### PROMPT:
Each entry must be returned exactly. None may be omitted.

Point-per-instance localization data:

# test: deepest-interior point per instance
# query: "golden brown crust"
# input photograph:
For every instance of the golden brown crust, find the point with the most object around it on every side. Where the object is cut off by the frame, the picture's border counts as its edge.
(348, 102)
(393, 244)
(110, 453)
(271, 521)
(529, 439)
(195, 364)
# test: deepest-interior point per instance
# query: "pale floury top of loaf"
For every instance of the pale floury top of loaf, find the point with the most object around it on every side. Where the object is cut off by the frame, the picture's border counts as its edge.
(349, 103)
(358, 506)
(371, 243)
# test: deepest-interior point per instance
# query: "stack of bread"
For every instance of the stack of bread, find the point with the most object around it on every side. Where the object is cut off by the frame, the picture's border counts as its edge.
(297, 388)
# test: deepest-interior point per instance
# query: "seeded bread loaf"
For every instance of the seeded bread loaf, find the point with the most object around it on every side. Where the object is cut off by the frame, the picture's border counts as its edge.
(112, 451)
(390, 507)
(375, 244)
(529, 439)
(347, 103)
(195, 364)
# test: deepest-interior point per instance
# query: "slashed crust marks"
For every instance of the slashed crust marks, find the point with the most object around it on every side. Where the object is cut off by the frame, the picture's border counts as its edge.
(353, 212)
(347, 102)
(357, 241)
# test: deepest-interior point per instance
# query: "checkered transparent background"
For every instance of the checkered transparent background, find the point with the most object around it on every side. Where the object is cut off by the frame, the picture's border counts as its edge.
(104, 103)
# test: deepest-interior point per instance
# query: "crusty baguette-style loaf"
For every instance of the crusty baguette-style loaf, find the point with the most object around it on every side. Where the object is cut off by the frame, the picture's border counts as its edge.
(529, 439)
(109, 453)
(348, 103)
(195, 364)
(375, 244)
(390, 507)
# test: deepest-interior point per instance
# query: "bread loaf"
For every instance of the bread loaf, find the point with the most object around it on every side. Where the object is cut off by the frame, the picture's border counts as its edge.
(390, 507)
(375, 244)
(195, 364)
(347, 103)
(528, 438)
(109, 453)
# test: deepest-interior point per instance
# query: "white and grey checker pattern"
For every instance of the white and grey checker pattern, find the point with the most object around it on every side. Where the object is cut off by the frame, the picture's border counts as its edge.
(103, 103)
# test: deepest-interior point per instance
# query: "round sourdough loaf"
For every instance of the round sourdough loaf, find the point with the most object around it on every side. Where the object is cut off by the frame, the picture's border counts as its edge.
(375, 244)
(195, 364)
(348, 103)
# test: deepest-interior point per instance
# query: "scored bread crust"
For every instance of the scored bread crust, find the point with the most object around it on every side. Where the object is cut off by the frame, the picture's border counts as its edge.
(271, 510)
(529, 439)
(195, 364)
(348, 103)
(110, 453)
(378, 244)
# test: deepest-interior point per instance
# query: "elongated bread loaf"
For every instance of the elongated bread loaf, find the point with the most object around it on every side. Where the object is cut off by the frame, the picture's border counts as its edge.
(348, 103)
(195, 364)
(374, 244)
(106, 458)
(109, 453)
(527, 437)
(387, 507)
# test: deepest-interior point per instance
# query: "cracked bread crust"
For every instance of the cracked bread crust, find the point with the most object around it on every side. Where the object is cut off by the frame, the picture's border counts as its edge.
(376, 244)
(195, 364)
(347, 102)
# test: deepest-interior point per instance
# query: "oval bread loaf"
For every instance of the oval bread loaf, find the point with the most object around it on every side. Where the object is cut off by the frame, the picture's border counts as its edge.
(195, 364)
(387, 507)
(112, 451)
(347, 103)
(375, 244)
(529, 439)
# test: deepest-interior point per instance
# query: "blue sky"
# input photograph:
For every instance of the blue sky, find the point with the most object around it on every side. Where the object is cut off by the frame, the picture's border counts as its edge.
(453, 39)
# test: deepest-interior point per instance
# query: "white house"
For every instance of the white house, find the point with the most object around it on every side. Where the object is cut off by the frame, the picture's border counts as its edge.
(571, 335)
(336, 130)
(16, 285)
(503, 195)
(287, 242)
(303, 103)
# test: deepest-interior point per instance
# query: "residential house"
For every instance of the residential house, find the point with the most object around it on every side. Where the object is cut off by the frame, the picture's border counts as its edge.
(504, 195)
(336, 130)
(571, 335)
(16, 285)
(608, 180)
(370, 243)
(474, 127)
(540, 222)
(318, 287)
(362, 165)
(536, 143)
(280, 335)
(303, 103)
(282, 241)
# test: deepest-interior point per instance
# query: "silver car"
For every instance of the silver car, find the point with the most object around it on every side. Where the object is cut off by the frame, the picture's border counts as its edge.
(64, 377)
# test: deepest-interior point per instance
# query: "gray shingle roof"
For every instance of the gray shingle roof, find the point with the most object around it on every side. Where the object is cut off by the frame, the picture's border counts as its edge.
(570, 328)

### SOLUTION TO THIS EXERCISE:
# test: deepest-interior point per instance
# query: "golden brown crust"
# input photograph:
For every instance of the golden brown crust, find the point with the most object around it on every side. Where the object is cut off by the frame, the picture's border counts as its edge.
(348, 102)
(393, 244)
(110, 453)
(271, 521)
(529, 439)
(195, 364)
# test: deepest-interior point per instance
# query: "pale floury top of loaf"
For every instance of the pale floury top of loaf, find the point with the most object around it on every side. Where the object is cut off by the frame, the picture's border counts as its edge.
(349, 103)
(358, 506)
(371, 243)
# test: deepest-interior point per instance
# query: "stack of bread"
For every instance of the stack of bread, find the point with the most object around it on every side. Where the object is cut off by the frame, the picture's border counts as its edge.
(297, 388)
# test: deepest-interior point per instance
# query: "seeded bread loaf"
For every instance of the seeded bread loaf, find the point with the most object around it on every side. Where the object is cut off by the frame, the picture's border counts as its edge.
(112, 451)
(390, 507)
(375, 244)
(529, 439)
(347, 103)
(195, 364)
# test: deepest-interior point per instance
# query: "slashed crust marks"
For every instance of the slashed crust marks, find the point with the most object around it on every side. Where the object is cut off by the frame, the picture's border counts as its edge.
(353, 212)
(347, 102)
(357, 241)
# test: deepest-interior point per instance
# query: "checkered transparent background"
For every instance of the checkered transparent background, find the point with the most object around it on every side. Where the object is cut off by the frame, the picture's border counts as its edge.
(104, 103)
# test: deepest-interior point per instance
# query: "crusty baguette-style loaf"
For every instance of the crusty baguette-style loaf, find the point with the most object around it on every side. Where the object is cut off by the frame, the picture's border counts as its edge.
(529, 439)
(109, 453)
(348, 103)
(195, 364)
(375, 244)
(390, 507)
# test: deepest-interior point per instance
# query: "bread loaf"
For every instance of the bread loaf, find the point with the most object around it on every side. Where the object is cut off by the frame, the picture's border counts as its edge.
(390, 507)
(375, 244)
(195, 364)
(347, 103)
(528, 438)
(109, 453)
# test: deepest-interior point per instance
# query: "white and grey checker pattern"
For every instance of the white and grey checker pattern, find the point with the most object around it on every side. Where the object is cut off by the frame, the picture's border counts as its edge.
(103, 103)
# test: deepest-interior point per instance
# query: "round sourdough loaf"
For every instance of the round sourdough loaf, find the point with the most object around it on every side. Where the object is cut off by the frame, the picture's border counts as its edge.
(375, 244)
(195, 364)
(348, 103)
# test: deepest-interior point per instance
# query: "scored bread crust"
For every instance of the scored bread crust, find the point with the most object around it on every side. Where the object is cut off by the frame, the picture's border counts as its edge.
(271, 510)
(529, 439)
(195, 364)
(348, 103)
(110, 453)
(378, 244)
# test: deepest-interior point per instance
# query: "elongated bread loaf"
For every instance of the elongated bread loaf, find the point with the most object around it on every side. Where the object is cut off by the frame, the picture's border counts as its edge.
(348, 103)
(195, 364)
(374, 244)
(106, 458)
(109, 453)
(527, 437)
(387, 507)
# test: deepest-interior point per instance
# query: "cracked bread crust"
For every instance of the cracked bread crust, find the point with the most object around it on every side. Where the object is cut off by the frame, the picture's border counts as its edge.
(376, 244)
(195, 364)
(347, 102)
# test: deepest-interior point per instance
# query: "oval bread loaf"
For every instance of the oval bread loaf, find the point with the most object around it on every side. Where the object is cut off by the frame, the picture's border counts as its edge.
(195, 364)
(387, 507)
(112, 451)
(347, 103)
(375, 244)
(529, 439)
# test: deepest-interior point per instance
# query: "blue sky"
# input photograph:
For every instance of the blue sky, find the point with the most object around it on every side. Where the object is cut off by the frame, the picture's border counts as its edge.
(453, 39)
# test: deepest-interior point per instance
# query: "white house"
For every instance of the white house, find the point with the most object around it on every side. Where the object is cut off by the frame, the picture's border counts as its edge.
(571, 335)
(336, 130)
(16, 285)
(503, 195)
(287, 242)
(303, 103)
# test: deepest-interior point per instance
# query: "residential house"
For every instance of the residential house, find the point with the most object around it on every side. Where the object is cut off by the frame, the picture's border counts as its edge.
(504, 195)
(336, 130)
(571, 335)
(16, 285)
(608, 180)
(370, 243)
(474, 127)
(540, 222)
(318, 287)
(362, 165)
(536, 143)
(280, 335)
(303, 103)
(282, 241)
# test: deepest-interior point per instance
# query: "silver car"
For every instance of the silver car, find the point with the most object around it on every side. Where the object is cut off by the frame, the picture's border counts as its edge.
(64, 377)
# test: deepest-interior point per instance
# query: "gray shingle roof"
For every instance of the gray shingle roof, find the point with the most object around it on every side. Where the object is cut off by the frame, the picture's border counts as its edge.
(570, 328)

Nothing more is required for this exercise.